EXCERPTED TEXT
◆ ◆ ◆ ◆ ◆

We’ve already donated 3 giant trashbags full off stuff, and thrown out 2 more. We’re making a donation and recycling run tomorrow to off load the next round. I will make sure that the African vases are out of my posession once and for all.  After that, I think the junk will at least be manageable.
I wish we’d taken more advantage of storing sentimental items with our folks. Jonathan brought enough memorabilia with us to start his own museum. We obviously can’t get rid of his whole life history, but it’s hard to carve out a place to keep it. I had one tub of old yearbooks and photo albums that I left at my parents’ house, but the rest I just had to chunk.
I never would have guessed that Jon was the more sentimental of the two of us, but I’ve got the evidence to prove that he is.
It’s actually really sweet. We had a pow wow on the floor where he showed me all of his old football photos and high school photo albums. It kind of made me sad that I couldn’t pull out my own for show and tell. But at the end of the day, I’d rather have a de-cluttered house then one filled to the brim with sentimental objects that I might pull out once a year when I'm feeling nostaligic.
An attic or garage would be a simple fix, but it seems the Scots have a thing against storage space. For now, we're just having to use a spare bedroom for storage, and we're very grateful to have that.

◆ ◆ ◆ ◆ ◆

PROBLEM SET
(a) In the decluttering excerpt, where did the writer leave the tub of old yearbooks and photo albums?
(b) Please print the passage of the decluttering excerpt that opens with the words containing "I wish we’d" and closes with "that he is.".
The entries that come next are separate from the decluttering excerpt.

Point annotation records:
◆ ◆ ◆ ◆ ◆

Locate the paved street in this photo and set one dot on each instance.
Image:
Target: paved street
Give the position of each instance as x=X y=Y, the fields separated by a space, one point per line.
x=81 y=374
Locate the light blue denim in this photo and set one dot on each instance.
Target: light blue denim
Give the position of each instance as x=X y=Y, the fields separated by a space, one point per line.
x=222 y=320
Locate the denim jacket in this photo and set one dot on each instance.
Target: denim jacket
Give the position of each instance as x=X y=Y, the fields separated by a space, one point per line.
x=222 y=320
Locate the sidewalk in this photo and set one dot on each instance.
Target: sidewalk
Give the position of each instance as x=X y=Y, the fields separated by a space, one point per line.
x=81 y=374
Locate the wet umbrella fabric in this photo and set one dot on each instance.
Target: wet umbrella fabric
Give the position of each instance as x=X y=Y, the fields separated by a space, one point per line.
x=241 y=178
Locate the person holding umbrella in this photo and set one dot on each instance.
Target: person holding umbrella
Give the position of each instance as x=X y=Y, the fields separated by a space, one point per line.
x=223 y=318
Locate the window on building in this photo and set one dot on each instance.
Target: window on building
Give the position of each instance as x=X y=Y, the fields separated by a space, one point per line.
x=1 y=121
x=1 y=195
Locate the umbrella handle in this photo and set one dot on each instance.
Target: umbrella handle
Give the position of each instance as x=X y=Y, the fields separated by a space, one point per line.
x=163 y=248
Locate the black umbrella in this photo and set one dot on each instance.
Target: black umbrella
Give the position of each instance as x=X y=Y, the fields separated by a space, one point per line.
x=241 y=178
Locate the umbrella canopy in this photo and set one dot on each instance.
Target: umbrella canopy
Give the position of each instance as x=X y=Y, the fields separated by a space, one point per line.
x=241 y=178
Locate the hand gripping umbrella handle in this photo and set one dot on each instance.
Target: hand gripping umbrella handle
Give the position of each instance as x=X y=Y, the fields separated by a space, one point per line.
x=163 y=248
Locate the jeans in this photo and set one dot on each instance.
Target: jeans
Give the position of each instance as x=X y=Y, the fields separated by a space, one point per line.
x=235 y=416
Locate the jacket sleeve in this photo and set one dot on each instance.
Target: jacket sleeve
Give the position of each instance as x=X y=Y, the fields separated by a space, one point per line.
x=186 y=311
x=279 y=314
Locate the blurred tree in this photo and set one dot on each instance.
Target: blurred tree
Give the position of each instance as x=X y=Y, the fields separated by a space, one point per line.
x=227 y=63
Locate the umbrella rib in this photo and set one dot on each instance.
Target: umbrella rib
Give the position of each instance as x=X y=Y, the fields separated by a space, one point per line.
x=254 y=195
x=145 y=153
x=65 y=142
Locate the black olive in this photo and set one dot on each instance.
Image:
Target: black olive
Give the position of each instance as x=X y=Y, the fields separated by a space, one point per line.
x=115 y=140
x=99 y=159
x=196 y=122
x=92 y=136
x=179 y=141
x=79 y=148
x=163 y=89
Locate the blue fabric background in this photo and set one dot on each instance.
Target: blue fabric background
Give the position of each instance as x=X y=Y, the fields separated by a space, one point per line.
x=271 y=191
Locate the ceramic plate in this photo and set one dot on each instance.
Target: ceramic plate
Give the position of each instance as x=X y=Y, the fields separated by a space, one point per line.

◆ ◆ ◆ ◆ ◆

SOLUTIONS TO THE PROBLEMS
(a) At the writer's parents' house.

(b)
I wish we’d taken more advantage of storing sentimental items with our folks. Jonathan brought enough memorabilia with us to start his own museum. We obviously can’t get rid of his whole life history, but it’s hard to carve out a place to keep it. I had one tub of old yearbooks and photo albums that I left at my parents’ house, but the rest I just had to chunk.
I never would have guessed that Jon was the more sentimental of the two of us, but I’ve got the evidence to prove that he is.